● **Request**:
Please reproduce the listing below word for word, leaving out the pictures.

Records from a data collection
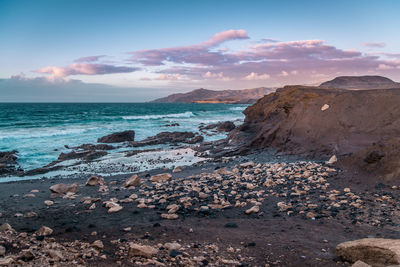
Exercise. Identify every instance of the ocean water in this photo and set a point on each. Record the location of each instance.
(40, 131)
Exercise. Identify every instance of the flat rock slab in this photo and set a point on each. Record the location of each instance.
(373, 251)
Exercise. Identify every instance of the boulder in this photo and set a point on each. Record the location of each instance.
(170, 138)
(163, 177)
(9, 164)
(134, 180)
(225, 126)
(44, 231)
(136, 250)
(373, 251)
(94, 180)
(118, 137)
(64, 188)
(5, 227)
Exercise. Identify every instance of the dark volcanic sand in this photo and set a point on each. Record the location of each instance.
(270, 237)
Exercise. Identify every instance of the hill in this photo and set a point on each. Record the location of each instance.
(360, 83)
(245, 96)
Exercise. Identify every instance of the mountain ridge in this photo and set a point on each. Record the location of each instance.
(201, 95)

● **Expected output**:
Exercise. Identify every instance of the ocean water in this photo and set a point on each. Record the location of each instance.
(40, 131)
Exercise. Identify every instance of the flat rock slab in this photo and set a point on each. Record the location of each instance.
(373, 251)
Exercise. Identify every instance of the boulder in this photo and set a point on each. Record the location of each instance.
(170, 138)
(163, 177)
(9, 164)
(134, 180)
(225, 126)
(44, 231)
(136, 250)
(373, 251)
(94, 180)
(118, 137)
(64, 188)
(5, 227)
Exercise. Identify every instance of the dark volcanic sand in this photo and set a point on each. Record the location of each instance.
(270, 237)
Exercise. Identify every instance of the hill in this photo and set a point on each. Record the location of each instance.
(360, 83)
(245, 96)
Exercise. Identify every instance of the mountain ridge in this photo and set a point on each. Record the location of each instance.
(201, 95)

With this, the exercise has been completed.